WORK REQUIRED:
Nothing may be dropped or added when the entries below are copied.

TASK INPUTS:
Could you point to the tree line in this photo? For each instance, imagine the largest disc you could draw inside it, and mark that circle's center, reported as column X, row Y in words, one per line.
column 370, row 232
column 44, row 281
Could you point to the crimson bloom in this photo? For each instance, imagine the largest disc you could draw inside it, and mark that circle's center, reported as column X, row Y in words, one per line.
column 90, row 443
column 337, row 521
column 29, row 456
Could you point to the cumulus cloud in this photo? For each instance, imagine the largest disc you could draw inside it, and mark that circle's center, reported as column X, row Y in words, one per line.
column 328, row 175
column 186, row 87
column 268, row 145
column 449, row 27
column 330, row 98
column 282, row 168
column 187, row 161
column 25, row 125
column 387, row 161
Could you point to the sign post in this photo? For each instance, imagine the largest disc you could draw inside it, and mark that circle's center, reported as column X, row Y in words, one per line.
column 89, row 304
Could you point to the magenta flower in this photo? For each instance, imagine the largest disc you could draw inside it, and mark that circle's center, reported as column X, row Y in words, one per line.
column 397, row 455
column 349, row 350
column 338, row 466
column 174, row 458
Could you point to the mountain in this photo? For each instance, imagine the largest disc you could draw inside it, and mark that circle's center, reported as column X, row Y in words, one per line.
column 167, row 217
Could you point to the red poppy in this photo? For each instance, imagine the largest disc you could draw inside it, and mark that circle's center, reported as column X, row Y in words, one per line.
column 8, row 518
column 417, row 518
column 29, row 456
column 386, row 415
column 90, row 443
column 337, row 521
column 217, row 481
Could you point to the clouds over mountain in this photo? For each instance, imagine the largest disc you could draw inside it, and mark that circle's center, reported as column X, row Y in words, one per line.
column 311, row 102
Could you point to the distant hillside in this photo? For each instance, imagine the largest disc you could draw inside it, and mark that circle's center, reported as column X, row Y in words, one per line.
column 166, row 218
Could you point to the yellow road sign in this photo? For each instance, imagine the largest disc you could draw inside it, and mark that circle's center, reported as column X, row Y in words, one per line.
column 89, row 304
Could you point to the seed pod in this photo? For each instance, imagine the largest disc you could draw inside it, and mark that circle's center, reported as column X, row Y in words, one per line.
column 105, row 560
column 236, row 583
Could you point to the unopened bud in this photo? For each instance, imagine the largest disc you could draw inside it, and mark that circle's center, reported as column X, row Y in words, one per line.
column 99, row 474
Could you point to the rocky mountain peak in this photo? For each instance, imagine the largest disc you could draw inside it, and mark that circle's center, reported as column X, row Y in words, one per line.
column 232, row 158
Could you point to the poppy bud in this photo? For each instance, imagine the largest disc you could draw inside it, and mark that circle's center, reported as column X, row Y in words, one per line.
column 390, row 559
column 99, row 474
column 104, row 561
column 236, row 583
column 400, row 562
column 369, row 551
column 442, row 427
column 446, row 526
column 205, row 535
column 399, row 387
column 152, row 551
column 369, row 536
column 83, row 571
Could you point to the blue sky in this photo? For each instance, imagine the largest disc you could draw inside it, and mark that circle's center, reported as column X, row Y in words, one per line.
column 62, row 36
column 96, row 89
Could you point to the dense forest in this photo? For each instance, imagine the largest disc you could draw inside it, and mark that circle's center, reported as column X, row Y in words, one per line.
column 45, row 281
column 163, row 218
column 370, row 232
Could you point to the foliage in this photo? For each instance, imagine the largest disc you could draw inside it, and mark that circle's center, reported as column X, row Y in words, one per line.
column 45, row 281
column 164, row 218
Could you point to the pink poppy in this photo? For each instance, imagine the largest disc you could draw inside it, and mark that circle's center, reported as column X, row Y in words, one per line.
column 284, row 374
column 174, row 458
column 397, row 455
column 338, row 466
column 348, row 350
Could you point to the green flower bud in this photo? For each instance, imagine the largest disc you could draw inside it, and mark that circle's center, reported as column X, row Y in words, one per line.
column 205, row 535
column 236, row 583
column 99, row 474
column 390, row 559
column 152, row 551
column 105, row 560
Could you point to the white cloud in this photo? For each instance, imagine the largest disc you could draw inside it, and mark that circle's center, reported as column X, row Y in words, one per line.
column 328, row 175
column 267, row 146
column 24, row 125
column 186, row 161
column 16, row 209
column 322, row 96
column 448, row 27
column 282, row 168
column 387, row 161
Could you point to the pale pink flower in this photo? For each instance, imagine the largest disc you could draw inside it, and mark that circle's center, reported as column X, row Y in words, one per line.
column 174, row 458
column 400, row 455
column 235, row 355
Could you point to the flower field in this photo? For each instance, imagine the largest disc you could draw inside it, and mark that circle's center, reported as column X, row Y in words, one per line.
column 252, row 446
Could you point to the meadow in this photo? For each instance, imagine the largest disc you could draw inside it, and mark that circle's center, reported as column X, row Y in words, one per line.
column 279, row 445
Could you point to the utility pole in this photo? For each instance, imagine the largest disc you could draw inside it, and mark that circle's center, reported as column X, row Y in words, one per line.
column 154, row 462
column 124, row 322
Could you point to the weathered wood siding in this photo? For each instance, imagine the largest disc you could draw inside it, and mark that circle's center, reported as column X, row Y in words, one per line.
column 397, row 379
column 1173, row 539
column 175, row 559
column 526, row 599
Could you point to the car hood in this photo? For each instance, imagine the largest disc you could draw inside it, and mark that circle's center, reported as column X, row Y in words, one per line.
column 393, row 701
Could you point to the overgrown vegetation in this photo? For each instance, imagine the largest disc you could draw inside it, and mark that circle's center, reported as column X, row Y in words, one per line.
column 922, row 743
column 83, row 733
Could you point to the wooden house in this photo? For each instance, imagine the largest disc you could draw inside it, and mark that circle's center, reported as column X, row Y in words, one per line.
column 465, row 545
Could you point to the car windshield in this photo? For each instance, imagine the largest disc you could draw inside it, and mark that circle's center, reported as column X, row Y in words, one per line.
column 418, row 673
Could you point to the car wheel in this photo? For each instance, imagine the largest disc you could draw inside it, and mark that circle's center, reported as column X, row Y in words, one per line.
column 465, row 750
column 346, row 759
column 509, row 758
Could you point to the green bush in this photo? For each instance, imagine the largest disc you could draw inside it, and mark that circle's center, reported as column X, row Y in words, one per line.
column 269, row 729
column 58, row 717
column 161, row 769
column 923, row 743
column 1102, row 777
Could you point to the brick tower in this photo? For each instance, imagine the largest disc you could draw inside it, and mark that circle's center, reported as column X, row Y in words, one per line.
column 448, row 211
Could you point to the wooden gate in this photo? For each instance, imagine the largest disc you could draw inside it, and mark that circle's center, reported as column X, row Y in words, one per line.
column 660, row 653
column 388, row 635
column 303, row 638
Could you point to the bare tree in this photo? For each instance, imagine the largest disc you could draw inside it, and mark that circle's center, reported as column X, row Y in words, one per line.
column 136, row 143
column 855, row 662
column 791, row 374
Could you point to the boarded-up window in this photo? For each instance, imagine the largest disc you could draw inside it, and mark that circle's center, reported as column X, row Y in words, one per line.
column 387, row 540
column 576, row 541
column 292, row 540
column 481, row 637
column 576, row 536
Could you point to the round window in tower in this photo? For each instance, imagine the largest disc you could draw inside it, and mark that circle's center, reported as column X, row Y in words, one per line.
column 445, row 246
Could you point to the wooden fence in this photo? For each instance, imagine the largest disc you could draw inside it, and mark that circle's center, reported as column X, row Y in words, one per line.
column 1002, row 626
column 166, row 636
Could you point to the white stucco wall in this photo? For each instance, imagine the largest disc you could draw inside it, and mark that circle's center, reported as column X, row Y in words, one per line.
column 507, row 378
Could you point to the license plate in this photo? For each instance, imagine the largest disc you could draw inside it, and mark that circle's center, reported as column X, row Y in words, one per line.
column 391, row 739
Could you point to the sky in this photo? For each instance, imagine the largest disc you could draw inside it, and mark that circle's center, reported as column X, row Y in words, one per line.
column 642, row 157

ANSWER FOR THE TASK:
Could you point to the tree line in this photo? For each instance, imagine the largest disc you could draw inside it, and mark that circle's center, reported as column X, row Y in words, one per line.
column 370, row 232
column 44, row 281
Could you point to the crimson bloom in this photo? For each instance, imagine the largest disc you could draw inside it, and mark that circle's center, reported as column X, row Y in words, one per line.
column 90, row 443
column 337, row 521
column 29, row 456
Could you point to the cumulus cloud in this photo? For each instance, imagine the largest disc you could draw inside it, and mark that circle's center, reported as column X, row Y in words, one per line.
column 328, row 175
column 186, row 87
column 268, row 145
column 449, row 27
column 330, row 98
column 282, row 168
column 187, row 161
column 25, row 125
column 387, row 161
Could you point to the sign post in this photo? For each instance, imagine the largest disc you could draw inside it, and mark that circle's center, reported as column X, row Y in words, one per line.
column 89, row 304
Could you point to the magenta flower in this photo? For each instance, imagine the largest disc you could draw inside it, and mark that circle's center, reported as column X, row Y in words, one per line.
column 397, row 455
column 349, row 350
column 338, row 466
column 174, row 458
Could you point to the mountain in this photo? For each instance, imagine the largest disc you could draw inside it, and mark that circle's center, reported as column X, row Y in words, one per line.
column 167, row 217
Could you point to the red poppy in this photo? For each instance, imagine the largest disc you could draw inside it, and mark that circle's center, reported as column X, row Y in words, one per line.
column 8, row 518
column 417, row 518
column 29, row 456
column 386, row 415
column 90, row 443
column 337, row 521
column 217, row 481
Could you point to the clouds over mountain in this photo? For each instance, imagine the largest disc you could draw inside it, and mark that circle's center, reported as column X, row Y in words, one per line.
column 311, row 102
Could you point to the distant hillside in this photo? For each instance, imagine the largest disc you could draw inside it, and mark that circle's center, reported as column X, row Y in words, one per line.
column 166, row 218
Could you point to the yellow road sign in this photo? For each instance, imagine the largest disc you could draw inside it, and mark that circle's center, reported as column X, row Y in words, one per line.
column 89, row 304
Could you point to the seed pod in this photo? For each instance, imagine the largest disc you could draw inside it, and mark that circle's center, reported as column X, row Y in words, one per line.
column 105, row 560
column 236, row 583
Could you point to the unopened bud in this photo? For each instance, imagine the largest disc you could draw inside it, and mark that circle's center, reported as column X, row Y in words, one per line.
column 99, row 474
Could you point to the rocky mountain peak in this photo? For each instance, imagine the largest disc you could draw inside it, and mark that circle's center, reported as column X, row Y in words, one per line.
column 232, row 158
Could you point to the poppy bud in this photo? For each instance, imagine the largest disc you could draw inside it, and mark that circle's center, reported as column X, row Y in words, one per line.
column 390, row 559
column 99, row 474
column 104, row 561
column 236, row 583
column 400, row 562
column 369, row 551
column 442, row 427
column 446, row 526
column 205, row 535
column 399, row 387
column 152, row 551
column 369, row 536
column 83, row 571
Could you point to the blue sky in this photo? For each instance, imagine the largest disc you could draw inside it, and mark that circle's center, reported as column X, row Y in words, one per line.
column 62, row 36
column 96, row 89
Could you point to the dense forest in this photo? For each instance, imagine the largest disc you could draw inside it, and mark that circle's center, reported as column X, row Y in words, one per line.
column 45, row 281
column 163, row 218
column 370, row 232
Could you point to the foliage in this photo? For each instance, imagine the largest disc you could draw inside it, and mark that circle's center, reported as column X, row Y in words, one per line.
column 45, row 281
column 164, row 218
Could you point to the pink poppy in this photo? For each instance, imagine the largest disc you could draw inside it, and mark that circle's center, reported as column X, row Y in words, one per line.
column 284, row 374
column 174, row 458
column 397, row 455
column 338, row 466
column 348, row 350
Could you point to the green flower bud in this photo? For each instance, imagine the largest disc you could draw inside it, and mark that circle's center, reported as column X, row Y in words, one per line.
column 205, row 535
column 236, row 583
column 99, row 474
column 390, row 559
column 152, row 551
column 105, row 560
Could you point to the white cloud in this photo? For each instance, imagine the largest disc you could draw inside it, and mark that circle's center, reported as column X, row Y in words, one per line.
column 328, row 175
column 267, row 146
column 24, row 125
column 186, row 161
column 16, row 209
column 322, row 96
column 448, row 27
column 282, row 168
column 387, row 161
Could you point to the pale pink flower in this photo? For each instance, imagine the largest disc you could draw inside it, and mark that circle's center, reported as column X, row Y in words, one per line.
column 174, row 458
column 400, row 455
column 235, row 355
Could you point to the flower field in this photo? For each instance, imagine the largest disc you could draw inside it, and mark that circle's center, reported as column X, row Y in words, one per line.
column 252, row 446
Could you point to the meadow in this photo? For each instance, imagine the largest disc you could draw inside it, and mark that circle's center, reported as column X, row Y in words, one per line.
column 279, row 445
Could you point to the utility pole in this photo? For each instance, imagine the largest disc you could draw inside it, and mark that circle's center, reported as column X, row Y in words, one per line.
column 154, row 462
column 124, row 322
Could you point to the weathered wood siding in this photo? For each instance, imagine the largest disc you could draw inside it, and mark that circle's center, reported as column X, row Y in words, one per line.
column 397, row 379
column 1173, row 539
column 175, row 559
column 526, row 599
Could you point to the car hood in this photo? For each instance, imagine the largest disc you could draw inside it, and mark that circle's center, reported as column X, row Y in words, one per line.
column 393, row 701
Could you point to the overgrown vegetation in this photo? For each instance, imagine the largest disc you could draw inside it, and mark that circle's center, reported as column X, row Y in words, one per line.
column 922, row 743
column 83, row 733
Could you point to the wooden house in this photo? For each instance, imagine the largest disc you could draw inside it, and mark that circle's center, reported as column X, row Y in words, one per line.
column 465, row 545
Could you point to the car windshield in this photo? For each instance, imagine the largest disc you could draw inside it, and mark that circle's center, reported as column X, row Y in words, one per line.
column 418, row 673
Could you point to the car wheel in this photo? For each instance, imagine the largest disc you could draw inside it, and mark that circle's center, reported as column X, row Y in words, one per line.
column 465, row 750
column 346, row 759
column 509, row 758
Could you point to the green bush in this photo? For each instance, imagine the largest disc you could draw inside it, and mark that circle's center, reported as column X, row Y in words, one per line.
column 269, row 729
column 58, row 717
column 161, row 769
column 923, row 743
column 1102, row 777
Could you point to the brick tower in this photo? For each instance, imagine the largest disc you could draw inside it, and mark that circle's center, reported as column X, row Y in words, one per line.
column 448, row 211
Could you point to the wooden gate in this photo? For each instance, imagine the largest disc you could draw inside it, and mark that circle's center, reported as column X, row Y in words, one per line.
column 660, row 653
column 388, row 635
column 303, row 638
Could you point to the bare tree in this photo? For each instance, imagine the largest disc you could draw inside it, and mark that circle's center, reported as column X, row Y in words, one per line.
column 136, row 143
column 855, row 662
column 791, row 374
Could you point to the boarded-up window in this photo? For each instance, imagine the largest disc you could draw inside it, and mark that circle's center, reported as column X, row Y in words, one per line.
column 387, row 540
column 576, row 541
column 292, row 540
column 481, row 637
column 576, row 536
Could you point to the round window in tower in this photo? For each instance, imagine the largest disc you could draw inside it, and mark that circle's center, reported as column X, row Y in words, one per line.
column 445, row 246
Could you point to the wooden fence in this photo? For each instance, imagine the largest disc you could draw inside it, and mark that circle's center, reported as column X, row Y in words, one per line.
column 1002, row 626
column 166, row 636
Could you point to the white stucco wall in this photo? For each instance, imagine the largest disc you could draw inside it, and mark that circle's center, reported as column X, row Y in words, one per line.
column 507, row 378
Could you point to the license plate in this photo? For each instance, imagine the largest disc you could draw inside it, and mark that circle's center, reported as column X, row Y in words, one per line.
column 391, row 739
Could you point to the sky in this photo? For each instance, imagine the largest disc you could draw inside it, and mark that circle's center, reported as column X, row Y in words, one per line.
column 642, row 157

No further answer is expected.